AIM OF THE TASK:
Reproduce each line exactly. Skip none.

— START PROVIDED DATA —

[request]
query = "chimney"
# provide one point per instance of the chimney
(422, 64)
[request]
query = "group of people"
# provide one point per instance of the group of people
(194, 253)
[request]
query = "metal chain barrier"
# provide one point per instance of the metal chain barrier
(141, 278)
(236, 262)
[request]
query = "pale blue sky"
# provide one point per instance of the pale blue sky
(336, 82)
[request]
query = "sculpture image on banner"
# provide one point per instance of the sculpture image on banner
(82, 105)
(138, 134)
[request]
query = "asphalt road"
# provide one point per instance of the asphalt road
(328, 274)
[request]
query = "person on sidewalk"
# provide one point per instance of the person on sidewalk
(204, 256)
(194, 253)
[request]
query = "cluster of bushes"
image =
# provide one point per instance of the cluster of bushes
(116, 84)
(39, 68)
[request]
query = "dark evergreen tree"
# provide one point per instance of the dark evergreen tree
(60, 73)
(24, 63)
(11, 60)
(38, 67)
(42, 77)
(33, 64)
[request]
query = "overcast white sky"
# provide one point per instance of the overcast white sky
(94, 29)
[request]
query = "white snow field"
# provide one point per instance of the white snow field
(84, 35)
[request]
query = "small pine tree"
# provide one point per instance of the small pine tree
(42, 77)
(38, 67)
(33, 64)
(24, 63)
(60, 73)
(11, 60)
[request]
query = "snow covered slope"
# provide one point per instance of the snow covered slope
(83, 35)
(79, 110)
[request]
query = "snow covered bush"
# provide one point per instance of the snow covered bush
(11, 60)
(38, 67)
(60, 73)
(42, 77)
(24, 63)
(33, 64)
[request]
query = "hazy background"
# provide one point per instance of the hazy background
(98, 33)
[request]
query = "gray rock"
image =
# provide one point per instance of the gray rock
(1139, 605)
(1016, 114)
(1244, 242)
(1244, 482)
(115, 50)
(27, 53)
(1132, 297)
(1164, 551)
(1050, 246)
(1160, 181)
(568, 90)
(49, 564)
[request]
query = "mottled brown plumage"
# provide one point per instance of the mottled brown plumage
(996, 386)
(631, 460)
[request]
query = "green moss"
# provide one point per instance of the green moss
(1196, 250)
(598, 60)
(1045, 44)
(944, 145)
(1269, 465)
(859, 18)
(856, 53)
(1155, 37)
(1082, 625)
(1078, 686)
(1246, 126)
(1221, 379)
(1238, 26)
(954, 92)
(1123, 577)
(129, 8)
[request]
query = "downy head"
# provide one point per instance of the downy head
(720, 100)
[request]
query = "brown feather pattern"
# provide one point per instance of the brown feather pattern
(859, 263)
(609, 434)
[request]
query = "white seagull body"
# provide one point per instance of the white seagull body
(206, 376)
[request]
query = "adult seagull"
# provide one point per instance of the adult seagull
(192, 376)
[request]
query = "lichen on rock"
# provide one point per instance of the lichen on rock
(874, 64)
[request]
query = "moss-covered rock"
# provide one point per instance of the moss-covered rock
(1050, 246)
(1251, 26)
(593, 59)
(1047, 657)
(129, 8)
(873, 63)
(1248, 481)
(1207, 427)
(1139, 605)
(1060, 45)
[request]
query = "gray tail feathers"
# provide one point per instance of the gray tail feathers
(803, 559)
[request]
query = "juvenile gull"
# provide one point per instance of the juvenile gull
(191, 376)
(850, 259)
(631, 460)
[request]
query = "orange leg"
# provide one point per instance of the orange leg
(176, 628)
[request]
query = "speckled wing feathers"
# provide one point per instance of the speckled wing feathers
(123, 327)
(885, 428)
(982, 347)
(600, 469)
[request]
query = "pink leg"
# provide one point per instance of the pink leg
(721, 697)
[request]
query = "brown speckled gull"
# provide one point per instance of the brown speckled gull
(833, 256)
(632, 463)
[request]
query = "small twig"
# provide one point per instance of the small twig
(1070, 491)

— END PROVIDED DATA —

ANSWER TO THIS TASK:
[request]
query = "chimney"
# provide one point per instance of the chimney
(422, 64)
[request]
query = "group of people"
# provide one point per instance of the group of people
(194, 253)
[request]
query = "metal chain barrier"
# provide one point per instance of the metal chain barrier
(141, 278)
(236, 262)
[request]
query = "pale blue sky"
# provide one point per instance of the pale blue sky
(336, 82)
[request]
query = "sculpture image on banner"
# provide one point per instance of the sculpture image on banner
(82, 105)
(138, 134)
[request]
query = "asphalt road"
# provide one point per instance of the asphalt road
(328, 274)
[request]
query = "person on sidewalk"
# provide one point per instance of the person on sidewalk
(204, 256)
(194, 253)
[request]
query = "cluster of bushes"
image =
# provide one point per instance of the cluster of bushes
(116, 84)
(39, 68)
[request]
query = "dark evergreen tree"
# provide one point per instance of the dark evergreen tree
(60, 73)
(24, 63)
(11, 60)
(38, 67)
(42, 77)
(33, 64)
[request]
query = "overcast white sky"
# provide one point per instance of the overcast white sky
(94, 29)
[request]
query = "white snow field"
# provide one point per instance of the white snow field
(84, 35)
[request]
query = "small pine tree"
# provide one point per instance of the small pine tree
(42, 77)
(38, 67)
(33, 64)
(24, 63)
(60, 73)
(11, 60)
[request]
query = "snow covered slope"
# provide one point per instance of the snow covered slope
(83, 35)
(79, 110)
[request]
query = "snow covered bush"
# provide one point per instance of the snow covered bush
(11, 60)
(38, 67)
(60, 73)
(42, 77)
(24, 63)
(33, 64)
[request]
query = "hazy background"
# provide one point per instance of the hazy background
(98, 33)
[request]
query = "gray rock"
image =
# provide one point per instance of the gray rock
(1139, 605)
(1016, 114)
(1244, 242)
(1244, 482)
(115, 50)
(27, 53)
(1132, 297)
(1164, 551)
(1050, 246)
(1160, 181)
(568, 90)
(49, 564)
[request]
query = "mottled brown plumage"
# provide one point per instance of the mottled brown plumage
(996, 386)
(631, 460)
[request]
query = "green moss"
# provide one point per instance of the green moss
(1196, 250)
(598, 60)
(1045, 44)
(944, 145)
(1269, 465)
(859, 18)
(856, 53)
(1155, 37)
(1082, 625)
(1078, 686)
(1246, 126)
(1221, 379)
(1238, 26)
(954, 92)
(1123, 577)
(129, 8)
[request]
query = "downy head"
# provide one point per instance of the downy head
(720, 100)
[request]
query = "brown feather pattern"
# provide one point per instance of the brown feather pattern
(859, 263)
(609, 434)
[request]
query = "white seagull body"
# provide one point per instance of the white seagull body
(206, 376)
[request]
query = "adult seagull"
# provide one point per instance of the adult seagull
(192, 376)
[request]
query = "lichen on rock"
# provide one point per instance of the lichen on rock
(874, 64)
[request]
query = "moss-covered rock"
# provide one point per instance of the moss-covered rock
(1050, 246)
(1251, 26)
(593, 59)
(1047, 657)
(129, 8)
(873, 63)
(1248, 481)
(1207, 427)
(1139, 605)
(1060, 45)
[request]
query = "gray tail feathers"
# provide one point per instance of the gray tail feathers
(803, 559)
[request]
query = "juvenile gull"
# provide one point per instance of the juvenile gull
(191, 376)
(850, 259)
(631, 460)
[request]
query = "orange leg"
# provide one point per instance of the orange leg
(176, 628)
[request]
query = "speckled wing feathers"
# provide one point per instance of the speckled wing feathers
(123, 327)
(885, 428)
(982, 347)
(600, 469)
[request]
query = "pink leg"
# provide one point per instance of the pink leg
(721, 697)
[request]
query = "brown speckled gull"
# provide one point per instance of the brown speckled gull
(833, 256)
(632, 463)
[request]
query = "small twig"
# provide one point per instance of the small twig
(1070, 491)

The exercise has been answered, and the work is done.